- [Stated task 1] According to the Downtown Orlando article below, since what year has John Henry owned and operated his barbershop at West Church Street and Parramore Avenue?

- [Quoted passage]
....

Sunday, May 19 | 75°F H: 90°F / L: 72°F
John Henry, aka “J Henry,” may be as much a spiritual adviser as he is a professional barber. Even his business-card reads: “A place to get your head together.”
Patrons are drawn to J Henry’s shop to have their locks shorn and, oftentimes, to get some friendly advice. And he is all ears: “If they want me to listen, I give them my undivided attention,” he says. “If they want advice, I’ll help them get their head together.”
A native of Orlando, Henry has owned and operated the storefront barbershop at West Church Street and Parramore Avenue since 1994. Now employing six barbers, he has seen firsthand the changes in the Parramore district, a section of town just west of Interstate 4 that is recovering from years of neglect and urban blight.
“The city is rebuilding. I really love the change taking place in the community. It’s long overdue,” Henry says.
Those changes include the addition of the Florida A&M University College of Law campus, the University of Central Florida’s Center for Emerging Media, a federal courthouse and the new 266-unit City View apartment complex. Coming soon: Amway Center, new home of the Orlando Magic and twice the size of the existing arena several blocks north. It is set to open in the fall.
“I’ve watched these neighborhoods change for the better,” Henry says. “I’m seeing more families come into the community. They love the changes. The fact that they will bring three or four kids into the barbershop is an indication that they feel safe. And, of course, they’re going to get good service.”
“The Parramore area has changed for the better, and that’s a good thing,” he says.
Henry and his wife Lovetta, a sergeant in the Orlando Police Department, can now pick from a wide variety of entertainment options right in Downtown Orlando.
“In the past, we often went somewhere else to enjoy a night out,” Henry says. “Now, we can stay downtown and spend our money. Just look at the new Plaza Cinema Café movie theater. I walked in there with my wife and our first reaction was, ‘Wow this is nice!’ We love having all the entertainment close by.”
Henry says people are taking greater pride in the Parramore area. “When more jobs are created in the neighborhoods, people want to stay in the community. The dream is becoming a reality. The mayor and other city leaders are not only talking, they are doing.”
But there is still something missing from Downtown Orlando, Henry laments.
“We need an NFL football team.”
Until that time comes, locals will have to be content with the area’s other major attraction.
“We have an awesome barbershop,” Henry boasts.
Tommy Khatib knows Downtown Orlando, and for good reason: As general manager of Café Ritazza on the first floor of SunTrust Center, Khatib gets the daily scuttlebutt on happenings downtown from legions of loyal patrons who drop in for breakfast or lunch.
“We serve 800 people a day, and I know almost everybody,” Khatib says. “I love meeting and speaking with them. I know what they like, what they don’t like, what’s going on downtown. It’s sort of like being a bartender.”
Café Ritazza’s diners are a diverse bunch, ranging from city leaders and NBA stars to busy workers replenishing their energy reserves from the 50-item menu, created mostly by Khatib.

....

- [Dataset rows]
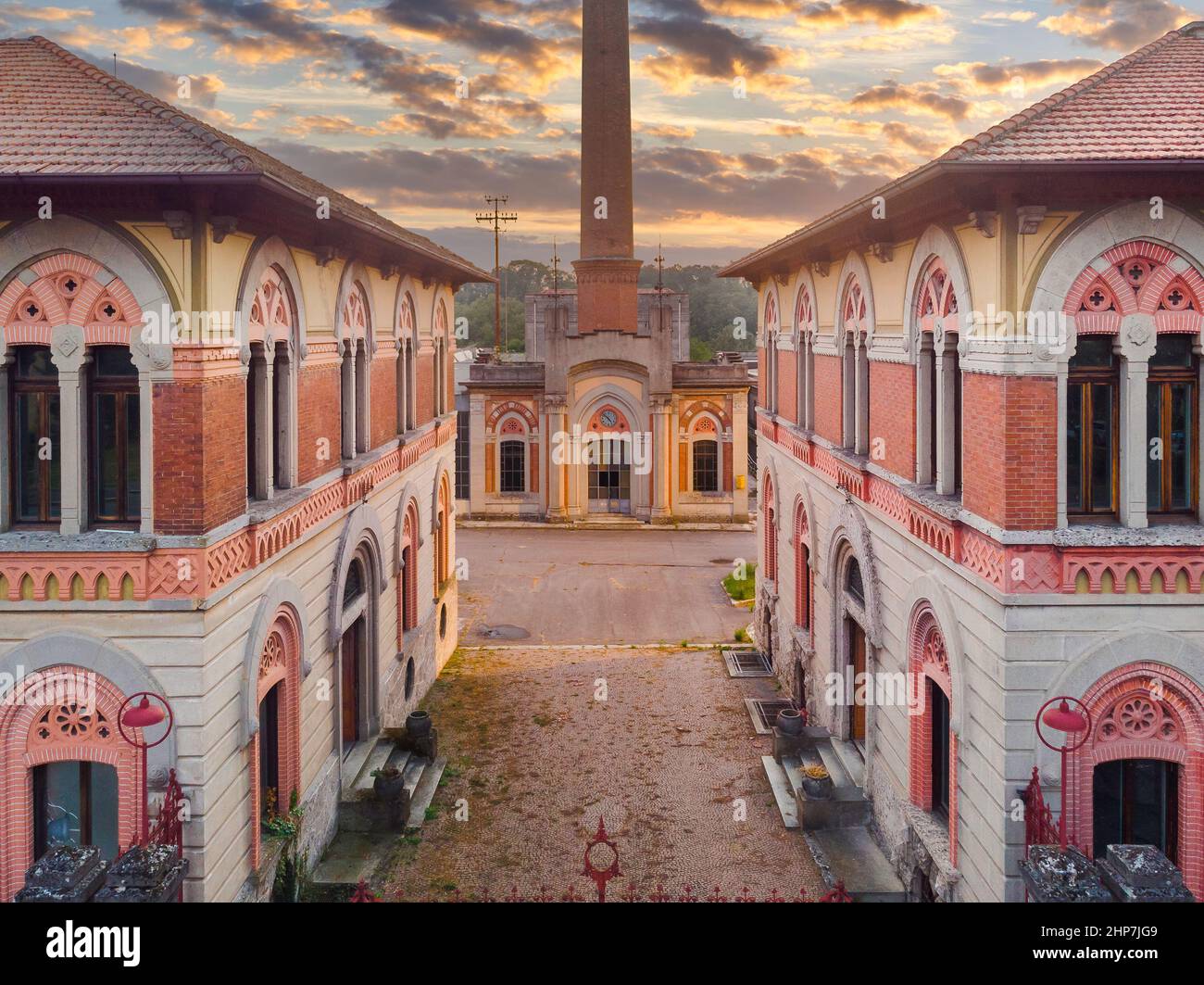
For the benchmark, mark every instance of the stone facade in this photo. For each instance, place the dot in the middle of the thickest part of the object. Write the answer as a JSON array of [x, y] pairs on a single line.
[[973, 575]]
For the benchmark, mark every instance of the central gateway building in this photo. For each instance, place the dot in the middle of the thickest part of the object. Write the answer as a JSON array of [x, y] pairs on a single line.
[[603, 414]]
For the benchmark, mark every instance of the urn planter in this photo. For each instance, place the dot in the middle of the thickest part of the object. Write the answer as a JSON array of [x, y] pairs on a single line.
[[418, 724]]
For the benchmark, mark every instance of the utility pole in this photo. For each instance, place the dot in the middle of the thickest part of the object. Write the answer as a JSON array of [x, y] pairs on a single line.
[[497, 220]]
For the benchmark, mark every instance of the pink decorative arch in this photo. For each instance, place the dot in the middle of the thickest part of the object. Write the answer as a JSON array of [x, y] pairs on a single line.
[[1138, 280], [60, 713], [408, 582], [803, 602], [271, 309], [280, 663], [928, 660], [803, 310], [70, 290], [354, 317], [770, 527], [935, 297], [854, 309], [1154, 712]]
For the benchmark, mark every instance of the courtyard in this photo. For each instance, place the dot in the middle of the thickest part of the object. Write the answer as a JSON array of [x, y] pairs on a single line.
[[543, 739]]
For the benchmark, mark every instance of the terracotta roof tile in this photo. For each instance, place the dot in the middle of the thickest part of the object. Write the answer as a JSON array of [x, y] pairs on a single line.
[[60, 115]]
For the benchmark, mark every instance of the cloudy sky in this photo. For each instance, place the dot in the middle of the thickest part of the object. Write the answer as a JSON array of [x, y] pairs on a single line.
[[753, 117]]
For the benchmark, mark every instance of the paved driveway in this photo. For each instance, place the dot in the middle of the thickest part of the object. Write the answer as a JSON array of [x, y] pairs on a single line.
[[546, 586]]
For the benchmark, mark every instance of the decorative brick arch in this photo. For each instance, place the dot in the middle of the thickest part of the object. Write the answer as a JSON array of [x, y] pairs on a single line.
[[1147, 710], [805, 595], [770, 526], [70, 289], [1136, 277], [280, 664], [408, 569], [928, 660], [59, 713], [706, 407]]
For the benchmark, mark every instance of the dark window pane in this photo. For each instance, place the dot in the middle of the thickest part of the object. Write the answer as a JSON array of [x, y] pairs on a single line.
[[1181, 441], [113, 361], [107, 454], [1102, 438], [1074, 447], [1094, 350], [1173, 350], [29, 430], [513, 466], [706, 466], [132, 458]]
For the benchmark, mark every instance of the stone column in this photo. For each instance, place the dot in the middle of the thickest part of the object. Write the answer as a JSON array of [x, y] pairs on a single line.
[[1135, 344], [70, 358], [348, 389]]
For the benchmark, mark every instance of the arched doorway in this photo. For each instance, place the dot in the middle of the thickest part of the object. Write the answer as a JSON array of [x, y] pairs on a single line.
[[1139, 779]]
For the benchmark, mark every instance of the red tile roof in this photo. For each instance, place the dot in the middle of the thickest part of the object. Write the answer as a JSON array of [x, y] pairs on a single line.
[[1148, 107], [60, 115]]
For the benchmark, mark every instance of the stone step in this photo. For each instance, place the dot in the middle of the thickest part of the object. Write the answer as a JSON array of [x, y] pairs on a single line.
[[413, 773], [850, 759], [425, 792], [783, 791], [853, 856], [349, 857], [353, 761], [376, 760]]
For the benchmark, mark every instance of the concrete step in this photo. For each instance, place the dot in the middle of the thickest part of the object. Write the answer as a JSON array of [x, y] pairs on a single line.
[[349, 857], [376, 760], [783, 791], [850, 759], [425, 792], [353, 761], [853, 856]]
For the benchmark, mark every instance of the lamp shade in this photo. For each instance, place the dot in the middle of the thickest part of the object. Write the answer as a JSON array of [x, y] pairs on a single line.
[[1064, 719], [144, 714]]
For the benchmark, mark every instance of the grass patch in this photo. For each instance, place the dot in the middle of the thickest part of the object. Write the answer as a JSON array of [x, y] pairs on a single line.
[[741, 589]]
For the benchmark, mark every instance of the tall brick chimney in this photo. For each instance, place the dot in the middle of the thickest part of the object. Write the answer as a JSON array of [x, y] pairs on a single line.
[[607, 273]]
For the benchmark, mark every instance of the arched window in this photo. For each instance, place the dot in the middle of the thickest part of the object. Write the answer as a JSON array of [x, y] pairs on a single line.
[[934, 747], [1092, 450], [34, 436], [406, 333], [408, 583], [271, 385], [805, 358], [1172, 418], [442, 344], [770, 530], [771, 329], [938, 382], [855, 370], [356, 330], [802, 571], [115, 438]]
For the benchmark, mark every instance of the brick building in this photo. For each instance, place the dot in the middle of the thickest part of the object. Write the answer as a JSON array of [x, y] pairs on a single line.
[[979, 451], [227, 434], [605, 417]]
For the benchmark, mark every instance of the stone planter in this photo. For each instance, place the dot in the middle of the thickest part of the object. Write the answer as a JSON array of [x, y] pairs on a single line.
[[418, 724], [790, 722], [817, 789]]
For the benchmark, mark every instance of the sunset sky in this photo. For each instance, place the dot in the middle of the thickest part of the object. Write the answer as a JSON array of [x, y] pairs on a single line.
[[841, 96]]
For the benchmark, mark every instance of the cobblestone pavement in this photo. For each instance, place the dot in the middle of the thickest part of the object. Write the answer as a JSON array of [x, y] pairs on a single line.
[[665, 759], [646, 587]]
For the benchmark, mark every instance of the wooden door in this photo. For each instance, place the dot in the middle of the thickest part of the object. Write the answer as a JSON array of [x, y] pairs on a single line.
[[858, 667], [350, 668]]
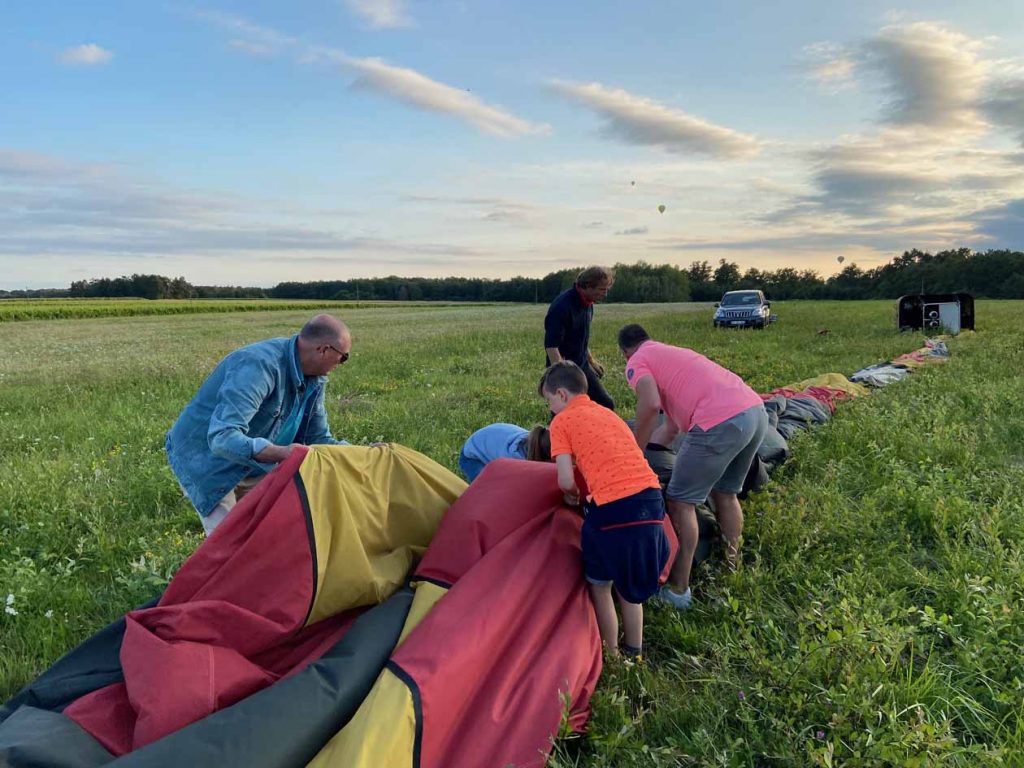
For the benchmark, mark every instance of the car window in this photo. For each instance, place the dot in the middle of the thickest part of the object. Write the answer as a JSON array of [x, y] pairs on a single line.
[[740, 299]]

....

- [Stated task 2] Return every line of the listing above that contains the word "window", treating uppercase and lowercase as different.

- [Right answer 1] Since 1994.

- [Right answer 2]
For the benchmark, mark every instance of the dark window pane in this photo. For each instance, place the dot in the middle of the thickest part of the object. Write the answer as a JSON array of [x, y] pairs on a single line.
For the benchmark, mark every instance of the arched window in this photo. For each instance, place the dot in the middle of the thickest part of the object. Write the answer as a JSON array of [x, y] pairs on a single line.
For the benchmark, mark every instance of the car window in this photo. For each instance, place the dot in the middle of the thickest part of the object. Write the answer as a JSON array of [x, y] pairs on a single line.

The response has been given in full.